JOB:
In the entries between the lines holding "In this exercise you will annotate the bed" and "Target: blue sports bra", inclusive, replace "annotate" with "mark" and write those lines out again with nothing else changed. Leave the pictures out.

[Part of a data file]
================
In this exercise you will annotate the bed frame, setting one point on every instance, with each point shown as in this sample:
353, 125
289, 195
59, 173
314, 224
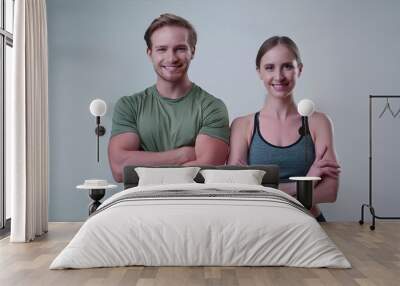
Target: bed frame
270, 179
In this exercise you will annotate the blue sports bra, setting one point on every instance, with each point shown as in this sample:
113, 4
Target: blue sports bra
================
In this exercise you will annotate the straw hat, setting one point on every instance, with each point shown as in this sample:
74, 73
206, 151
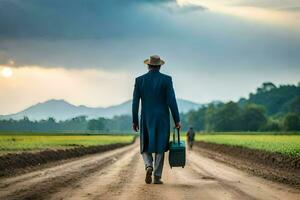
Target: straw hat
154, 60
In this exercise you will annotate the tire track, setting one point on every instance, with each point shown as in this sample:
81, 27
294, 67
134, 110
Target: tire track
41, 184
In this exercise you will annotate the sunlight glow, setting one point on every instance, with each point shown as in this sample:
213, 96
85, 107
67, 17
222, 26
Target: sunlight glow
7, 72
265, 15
================
ANSWER TO THE PROBLEM:
In this exercise you will mark the bed frame, setting one point on every instance, with each point shown as in this sample:
353, 125
289, 195
59, 173
314, 224
Target: bed frame
270, 179
In this exercise you will mark the blue sports bra, setting one point on every instance, with each point shown as in this sample:
113, 4
Target: blue sports bra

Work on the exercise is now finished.